On April 20, Georgia Governor Brian Kemp announced certain businesses in the state would be allowed to reopen that week, including bowling alleys, tattoo parlors, and hair salons. Public health officials agree that it’s objectively way too soon to reopen any business—and that's especially true of high-contact services in a state hit hard by the coronavirus pandemic, and with some of the worst testing rates in the country. With unemployment and pandemic loans virtually yanked from the table, Georgians now face the impossible choice of saving their livelihoods, or keeping themselves and their neighbors safe.
Scrambling to respond to Kemp’s order, the Georgia State Board of Cosmetologists and Barbers quickly issued a four-page document detailing strict regulations that any shop that reopens must follow to keep employees and clients safe. The measures include daily temperature checks for all employees and clients, removing waiting areas, maintaining a distance of six feet between each salon chair, properly disinfecting each salon station between clients, and mandatory protective gear for employees.
Julie Goeddeke has worked as a hair stylist in Atlanta for 15 years. Amid the state reopening, she chose to leave the salon where she’s worked for the past five years. Given the regulations, her former salon’s compact, 10-seat layout would’ve made it impossible for all stylists to work at the same time, as is common on busy weekends. Goeddeke talked to VICE about the new challenges she faces doing her job as her state reopens in the middle of the coronavirus pandemic—and how salons won’t feel normal again for a long time.
This interview has been edited for length and clarity.
My heart dropped when Kemp announced that Georgia would be reopening—it was this gross feeling. It felt political. The randomness of what he chose to open is really strange. Why open up places where people actually touch other people? It feels like they just don’t want to pay us unemployment.
The state board's reopening guidelines are insane. We have to be six feet apart, which doesn’t work for a salon with 10 chairs that are all next to one another. In order to make that work, maybe three stylists could work at a time. Some salons are trying creative ways to suit the new regulations; one salon that put clear shower curtains up between each booth.
Another stylist friend and I decided to leave our old salon and rent a room in a loft that caters to salons and studios. It came together in a matter of hours: A neighbor gave me the phone number of another girl who works in this space, I called her, and that day, we went and had to make a decision to rent within 10 minutes. There are so many stylists looking to get their own smaller spaces, and this was the only one available, so we jumped on it.
"I don’t know how to cut hair in gloves! It's going to suck."
It’ll just be the two of us sharing a single chair in the same room. We’ll work different days and have one client in at a time, with no waiting area. I’ll ask people to come alone—before, I had clients who brought friends to drink wine and talk with, and moms who brought their kids when they didn't have childcare—and clean everything between each appointment.
I’ll have to sanitize the station between clients and let the sanitizer sit for at least 10 minutes. I also have to wear what a nurse would normally wear—and find that stuff myself. A mask, gloves… I don’t know how to cut hair in gloves! It's going to suck. I’ll just have to get used to it.
Before all of this, I could do a hair color, then two haircuts, back to back to back. Now, we can’t double-book, and with sanitizing each time, I’ll end up seeing about half the people I normally would in a day. The income definitely won’t be what we’re used to.
We don’t know yet when, exactly, we’ll open. We’re putting clients on a list for June at the earliest. We were never going to come back in May; we’re still waiting for case numbers to go down. When I made the announcement that I definitely wasn’t going back in when Kemp reopened last week, I actually had people reach out to me and give me money just for doing that. I take it to mean they appreciate me caring about their safety and health, unlike the governor.
Even though we’re in a single room, we should wait outside while our client’s hair processes. We won’t be able to sit and talk to each other anymore. That takes the closeness out of this—what I love most about my job is the connections I have with people. I’ve been doing everyone’s hair for 15 years. I know everything about them; we laugh, we cry. My clients are like my family. This job is all I’ve ever known. I couldn’t imagine not doing it.

──────────

Task goal:
Return the section of the interview about reopening Georgia salons verbatim, starting at "I’ll have to" and ending at "we’re used to.".

Dataset entries:
──────────

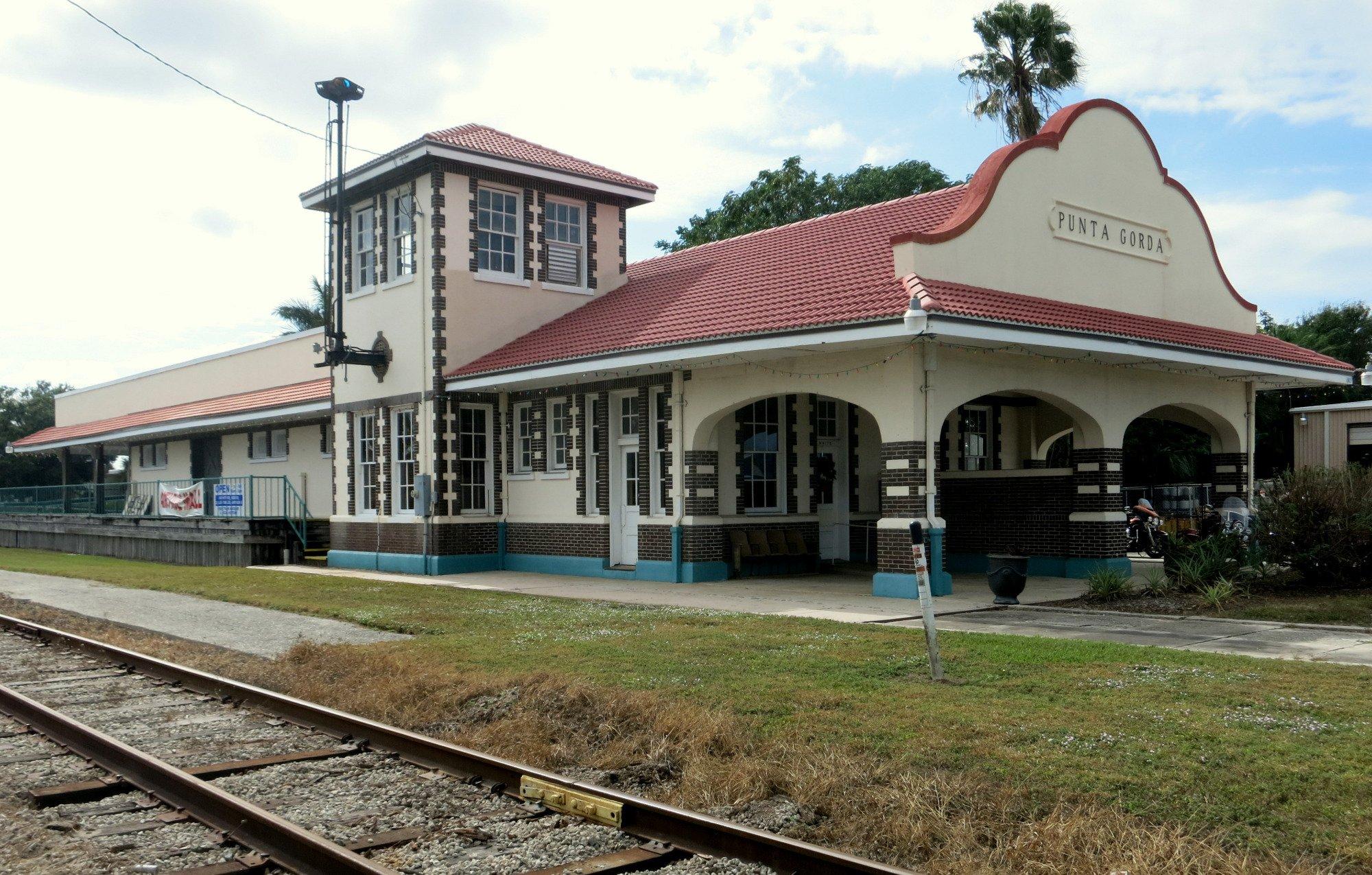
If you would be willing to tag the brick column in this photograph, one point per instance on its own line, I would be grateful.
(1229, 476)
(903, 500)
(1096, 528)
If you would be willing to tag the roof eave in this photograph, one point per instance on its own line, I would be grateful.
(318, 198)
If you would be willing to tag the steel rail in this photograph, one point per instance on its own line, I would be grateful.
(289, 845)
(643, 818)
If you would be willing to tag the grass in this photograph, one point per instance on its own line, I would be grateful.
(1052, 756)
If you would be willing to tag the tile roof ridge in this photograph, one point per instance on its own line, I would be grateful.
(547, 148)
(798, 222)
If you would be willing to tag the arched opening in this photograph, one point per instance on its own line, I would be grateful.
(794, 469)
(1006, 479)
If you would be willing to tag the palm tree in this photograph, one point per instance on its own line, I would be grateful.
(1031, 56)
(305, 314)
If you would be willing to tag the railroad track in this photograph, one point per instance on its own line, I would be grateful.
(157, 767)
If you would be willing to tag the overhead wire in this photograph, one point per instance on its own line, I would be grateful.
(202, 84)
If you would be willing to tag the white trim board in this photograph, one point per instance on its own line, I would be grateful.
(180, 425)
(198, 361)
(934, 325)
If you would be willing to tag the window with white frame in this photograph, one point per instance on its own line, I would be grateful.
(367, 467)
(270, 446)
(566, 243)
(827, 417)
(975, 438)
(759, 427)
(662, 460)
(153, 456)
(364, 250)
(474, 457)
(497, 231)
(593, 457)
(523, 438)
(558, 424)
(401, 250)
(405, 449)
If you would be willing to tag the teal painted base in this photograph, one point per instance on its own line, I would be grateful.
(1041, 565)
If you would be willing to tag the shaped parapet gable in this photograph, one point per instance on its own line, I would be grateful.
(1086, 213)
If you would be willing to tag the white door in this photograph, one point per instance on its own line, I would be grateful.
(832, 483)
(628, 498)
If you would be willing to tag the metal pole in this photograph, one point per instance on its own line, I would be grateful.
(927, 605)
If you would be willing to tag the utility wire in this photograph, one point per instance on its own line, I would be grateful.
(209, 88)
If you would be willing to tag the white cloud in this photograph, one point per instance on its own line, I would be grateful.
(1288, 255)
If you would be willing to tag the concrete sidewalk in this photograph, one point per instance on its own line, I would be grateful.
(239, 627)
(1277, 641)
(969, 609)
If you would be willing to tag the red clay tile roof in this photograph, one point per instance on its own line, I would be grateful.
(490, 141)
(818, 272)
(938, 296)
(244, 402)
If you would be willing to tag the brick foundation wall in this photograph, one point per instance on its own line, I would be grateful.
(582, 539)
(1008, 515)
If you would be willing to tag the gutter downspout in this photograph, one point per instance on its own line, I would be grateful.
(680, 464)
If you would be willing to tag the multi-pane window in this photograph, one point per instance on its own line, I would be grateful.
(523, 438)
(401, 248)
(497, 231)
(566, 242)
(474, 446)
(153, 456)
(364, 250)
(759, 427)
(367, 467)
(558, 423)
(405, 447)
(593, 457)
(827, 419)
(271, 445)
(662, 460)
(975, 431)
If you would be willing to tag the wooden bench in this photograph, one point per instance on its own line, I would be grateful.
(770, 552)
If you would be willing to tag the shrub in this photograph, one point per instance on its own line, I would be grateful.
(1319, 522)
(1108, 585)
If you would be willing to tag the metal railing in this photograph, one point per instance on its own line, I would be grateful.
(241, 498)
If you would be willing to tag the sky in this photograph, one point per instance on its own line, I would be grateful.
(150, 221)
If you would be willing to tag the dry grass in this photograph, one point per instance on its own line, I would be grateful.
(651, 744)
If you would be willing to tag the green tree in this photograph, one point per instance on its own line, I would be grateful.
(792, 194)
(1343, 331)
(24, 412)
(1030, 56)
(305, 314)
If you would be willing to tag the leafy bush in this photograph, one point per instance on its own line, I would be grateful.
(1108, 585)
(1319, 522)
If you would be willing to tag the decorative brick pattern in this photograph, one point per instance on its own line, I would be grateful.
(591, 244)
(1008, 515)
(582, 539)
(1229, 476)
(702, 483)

──────────

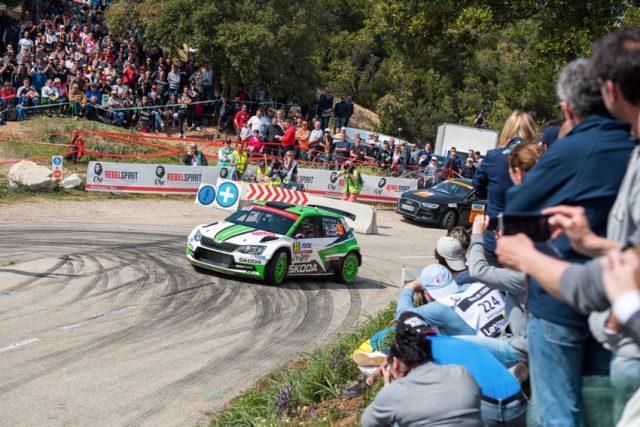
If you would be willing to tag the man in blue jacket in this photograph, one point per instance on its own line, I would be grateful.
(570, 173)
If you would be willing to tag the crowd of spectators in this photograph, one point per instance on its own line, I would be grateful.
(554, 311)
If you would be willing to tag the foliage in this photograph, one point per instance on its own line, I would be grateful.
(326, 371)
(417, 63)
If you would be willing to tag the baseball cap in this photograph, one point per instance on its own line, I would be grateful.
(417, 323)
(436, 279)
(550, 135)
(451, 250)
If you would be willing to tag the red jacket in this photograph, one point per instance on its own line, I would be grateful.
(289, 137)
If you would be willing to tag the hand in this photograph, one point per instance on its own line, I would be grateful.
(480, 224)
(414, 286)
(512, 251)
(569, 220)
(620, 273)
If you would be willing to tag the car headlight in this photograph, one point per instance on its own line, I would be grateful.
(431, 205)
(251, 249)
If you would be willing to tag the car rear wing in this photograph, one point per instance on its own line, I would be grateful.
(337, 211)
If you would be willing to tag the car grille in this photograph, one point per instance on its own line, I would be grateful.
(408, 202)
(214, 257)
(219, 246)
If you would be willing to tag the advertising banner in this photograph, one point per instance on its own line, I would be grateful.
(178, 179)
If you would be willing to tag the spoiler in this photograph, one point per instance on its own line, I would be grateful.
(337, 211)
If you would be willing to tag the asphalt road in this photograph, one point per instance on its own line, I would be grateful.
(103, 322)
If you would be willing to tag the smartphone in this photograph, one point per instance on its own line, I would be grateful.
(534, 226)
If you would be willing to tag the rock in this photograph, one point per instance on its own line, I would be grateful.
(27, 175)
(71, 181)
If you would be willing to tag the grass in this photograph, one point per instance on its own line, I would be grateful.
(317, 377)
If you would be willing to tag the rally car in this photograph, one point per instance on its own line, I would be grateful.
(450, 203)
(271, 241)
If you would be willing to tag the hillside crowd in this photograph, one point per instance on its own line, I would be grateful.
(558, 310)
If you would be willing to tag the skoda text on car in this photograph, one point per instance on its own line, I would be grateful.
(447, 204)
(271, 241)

──────────

Written answer:
I’ll have to sanitize the station between clients and let the sanitizer sit for at least 10 minutes. I also have to wear what a nurse would normally wear—and find that stuff myself. A mask, gloves… I don’t know how to cut hair in gloves! It's going to suck. I’ll just have to get used to it.
Before all of this, I could do a hair color, then two haircuts, back to back to back. Now, we can’t double-book, and with sanitizing each time, I’ll end up seeing about half the people I normally would in a day. The income definitely won’t be what we’re used to.